### [Selection]
========================================================================
Let me paint an even clearer picture as to the value the church hierarchy ascribes to women and their work via the canonization process.  The stats show us the popes believe:

  • Men are 5 times more virtuous and holy than any woman
  • Men are about 17 times more virtuous than sexually active women
  • Popes are over 270,000 times more virtuous and holy than any woman
  • Popes are over 860,000 times more virtuous and holy than sexually active women

Hence, we see John Paul II, a man whose criminal neglect enabled the rape of thousands of children, being canonized next week while Mother Teresa, who merely imitated Christ by caring for the poorest of the poor, still awaits canonization.  At least Mother Teresa was an avowed religious woman so her chances of making full sainthood are exponentially better than those of any mother who actually bore and raised children.

8.  If you can time your death, try to die on May 1st.  There seem to be over 1.5 times more saints who died on May 1st than who died on the next most common date for saints’ deaths.

So, I think the optimal saint profile is this: Italian male Benedictine pope (or bishop) who dies on May 1st.  It also helps to either have a lot of wealth or hang-out with wealthy people who can fund your canonization process.  Oddly enough, aside from the date of death dimension, that bears striking resemblance to the people who canonize and beatify people…hmmm.  Interesting. 

Do you think the list of canonized saints accurately reflects the most holy and virtuous people in history?  Do you care?  Does the heavy skew towards canonizing hierarchy members expose a deep brokenness in them that they feel the need to memorialize their herd in this way?  Do we help fuel the canonization industry?  Should we?

Bonus question for the hierarchy: If you are concerned about the societal devaluation of motherhood, should you perhaps be first examining your behaviors towards women and mothers?  Do you treat them even as good as secular society does?

A little Easter levity for you.  Easter joy this day and always!

Friday, April 11, 2014

"Do you love me?"
========================================================================
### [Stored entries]
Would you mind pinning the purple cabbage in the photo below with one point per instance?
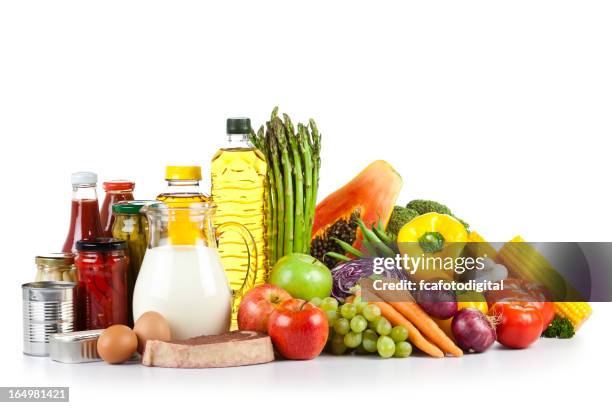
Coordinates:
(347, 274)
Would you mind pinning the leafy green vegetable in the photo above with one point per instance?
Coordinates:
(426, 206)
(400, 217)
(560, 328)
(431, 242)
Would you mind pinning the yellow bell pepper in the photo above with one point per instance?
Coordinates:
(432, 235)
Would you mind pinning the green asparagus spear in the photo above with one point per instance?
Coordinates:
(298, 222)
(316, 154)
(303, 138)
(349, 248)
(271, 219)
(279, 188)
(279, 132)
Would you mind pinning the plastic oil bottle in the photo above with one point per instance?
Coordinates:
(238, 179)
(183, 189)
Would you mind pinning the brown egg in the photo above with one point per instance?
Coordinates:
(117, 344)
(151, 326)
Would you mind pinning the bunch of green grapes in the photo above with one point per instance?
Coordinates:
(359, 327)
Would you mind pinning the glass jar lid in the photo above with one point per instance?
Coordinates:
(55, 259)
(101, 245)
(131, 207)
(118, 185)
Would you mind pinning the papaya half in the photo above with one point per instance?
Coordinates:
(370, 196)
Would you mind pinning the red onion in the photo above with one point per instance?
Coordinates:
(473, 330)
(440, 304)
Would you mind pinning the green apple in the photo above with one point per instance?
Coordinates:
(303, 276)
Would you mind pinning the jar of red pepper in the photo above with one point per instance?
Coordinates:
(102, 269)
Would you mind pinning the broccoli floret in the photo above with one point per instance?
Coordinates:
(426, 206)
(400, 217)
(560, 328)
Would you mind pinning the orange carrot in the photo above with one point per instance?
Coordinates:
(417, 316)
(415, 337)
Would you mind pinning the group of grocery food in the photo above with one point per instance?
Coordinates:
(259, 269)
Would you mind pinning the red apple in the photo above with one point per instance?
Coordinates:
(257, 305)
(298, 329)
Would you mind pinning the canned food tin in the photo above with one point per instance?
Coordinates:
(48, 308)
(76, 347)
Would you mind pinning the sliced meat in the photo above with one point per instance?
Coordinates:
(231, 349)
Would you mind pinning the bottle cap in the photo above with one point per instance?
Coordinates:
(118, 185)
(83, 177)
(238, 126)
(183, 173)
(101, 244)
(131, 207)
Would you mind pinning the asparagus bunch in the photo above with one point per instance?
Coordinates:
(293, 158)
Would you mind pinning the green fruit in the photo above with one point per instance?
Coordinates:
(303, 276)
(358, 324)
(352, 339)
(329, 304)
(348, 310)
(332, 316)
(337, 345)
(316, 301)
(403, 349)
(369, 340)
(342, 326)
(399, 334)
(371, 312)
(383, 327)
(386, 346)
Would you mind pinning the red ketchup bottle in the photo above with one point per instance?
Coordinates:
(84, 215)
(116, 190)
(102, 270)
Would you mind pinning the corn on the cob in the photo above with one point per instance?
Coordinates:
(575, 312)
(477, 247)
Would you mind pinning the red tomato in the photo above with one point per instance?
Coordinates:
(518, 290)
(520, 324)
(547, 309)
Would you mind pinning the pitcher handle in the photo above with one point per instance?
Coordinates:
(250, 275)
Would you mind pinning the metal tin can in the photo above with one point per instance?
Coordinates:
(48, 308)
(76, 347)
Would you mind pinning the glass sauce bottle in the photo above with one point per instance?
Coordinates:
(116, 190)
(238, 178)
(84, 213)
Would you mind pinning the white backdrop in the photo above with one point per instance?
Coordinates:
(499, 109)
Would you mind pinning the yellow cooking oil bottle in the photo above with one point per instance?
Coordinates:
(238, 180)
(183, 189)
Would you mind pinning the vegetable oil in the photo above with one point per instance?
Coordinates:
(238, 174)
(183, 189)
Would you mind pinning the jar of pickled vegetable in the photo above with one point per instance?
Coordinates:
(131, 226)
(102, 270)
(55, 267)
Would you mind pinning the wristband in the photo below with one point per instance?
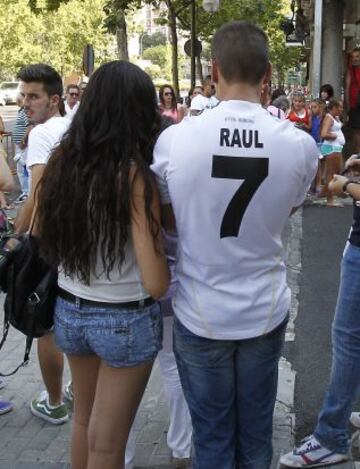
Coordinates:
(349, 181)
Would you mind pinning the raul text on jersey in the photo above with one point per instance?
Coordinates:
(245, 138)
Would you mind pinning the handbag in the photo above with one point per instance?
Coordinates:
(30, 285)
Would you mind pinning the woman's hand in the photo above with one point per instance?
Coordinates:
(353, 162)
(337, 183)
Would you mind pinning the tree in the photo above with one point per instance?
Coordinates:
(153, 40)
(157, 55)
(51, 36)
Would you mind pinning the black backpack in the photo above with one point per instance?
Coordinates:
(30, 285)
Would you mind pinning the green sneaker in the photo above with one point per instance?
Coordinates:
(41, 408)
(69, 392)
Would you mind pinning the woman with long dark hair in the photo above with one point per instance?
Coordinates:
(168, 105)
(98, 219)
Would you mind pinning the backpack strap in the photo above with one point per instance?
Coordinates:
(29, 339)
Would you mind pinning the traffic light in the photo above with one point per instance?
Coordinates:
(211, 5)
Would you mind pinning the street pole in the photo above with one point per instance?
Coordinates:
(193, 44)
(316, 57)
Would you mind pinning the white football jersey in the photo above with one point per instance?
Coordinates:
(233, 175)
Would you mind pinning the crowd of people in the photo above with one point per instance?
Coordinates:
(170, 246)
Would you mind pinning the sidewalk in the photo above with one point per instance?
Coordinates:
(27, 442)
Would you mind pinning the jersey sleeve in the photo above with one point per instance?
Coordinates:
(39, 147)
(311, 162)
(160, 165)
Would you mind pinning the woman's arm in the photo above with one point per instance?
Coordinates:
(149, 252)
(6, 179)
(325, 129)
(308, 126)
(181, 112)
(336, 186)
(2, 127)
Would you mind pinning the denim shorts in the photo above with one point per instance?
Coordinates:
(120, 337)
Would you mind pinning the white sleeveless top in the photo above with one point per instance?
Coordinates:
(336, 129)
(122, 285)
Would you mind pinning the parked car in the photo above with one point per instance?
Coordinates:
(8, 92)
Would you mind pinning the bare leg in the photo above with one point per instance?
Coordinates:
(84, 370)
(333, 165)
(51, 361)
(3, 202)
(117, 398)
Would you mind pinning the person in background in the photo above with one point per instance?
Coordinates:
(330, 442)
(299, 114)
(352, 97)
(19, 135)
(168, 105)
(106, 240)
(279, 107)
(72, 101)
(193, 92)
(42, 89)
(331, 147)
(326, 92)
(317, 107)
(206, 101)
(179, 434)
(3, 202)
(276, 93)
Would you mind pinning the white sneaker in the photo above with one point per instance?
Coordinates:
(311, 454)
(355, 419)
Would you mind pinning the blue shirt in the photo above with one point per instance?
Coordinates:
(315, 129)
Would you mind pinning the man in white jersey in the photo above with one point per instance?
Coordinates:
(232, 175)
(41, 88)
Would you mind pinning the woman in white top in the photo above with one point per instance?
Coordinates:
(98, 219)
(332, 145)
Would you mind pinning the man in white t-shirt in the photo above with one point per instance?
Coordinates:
========================================================================
### [Requirements]
a) According to the selection on canonization, what is the optimal saint profile?
b) Rewrite the stretch of rows from the line containing "Would you mind pinning the white sleeveless" through the end of the rows, switching "pinning" to "marking" and leaving everything else unchanged. Return only that stretch.

### [Task solutions]
a) An Italian male Benedictine pope (or bishop) who dies on May 1st.

b)
Would you mind marking the white sleeveless top in the photo above with one point per instance?
Coordinates:
(336, 129)
(122, 285)
Would you mind marking the parked car in the photo above with one point per instance?
Coordinates:
(8, 92)
Would you mind marking the bare leg in the photo above with one point per instance?
Coordinates:
(84, 370)
(333, 165)
(51, 361)
(3, 202)
(117, 398)
Would you mind marking the person in background in the photo above with one point per instance?
Coordinates:
(330, 442)
(299, 114)
(352, 97)
(19, 135)
(168, 105)
(106, 240)
(279, 107)
(72, 101)
(193, 92)
(42, 89)
(331, 147)
(326, 92)
(317, 107)
(206, 101)
(179, 434)
(3, 202)
(276, 93)
Would you mind marking the white sneaker in the photo above with one point per instance?
Coordinates:
(311, 454)
(355, 419)
Would you mind marking the blue shirt in the photo above with one point per instance?
Coordinates:
(315, 129)
Would you mind marking the man in white jersey in the photo above with one point per instance?
Coordinates:
(232, 175)
(41, 88)
Would you mind marking the woman in white top in the photo above with one point per instance?
Coordinates:
(98, 219)
(332, 145)
Would you mind marking the man in white t-shirt in the photo above with one point per instance?
Coordinates:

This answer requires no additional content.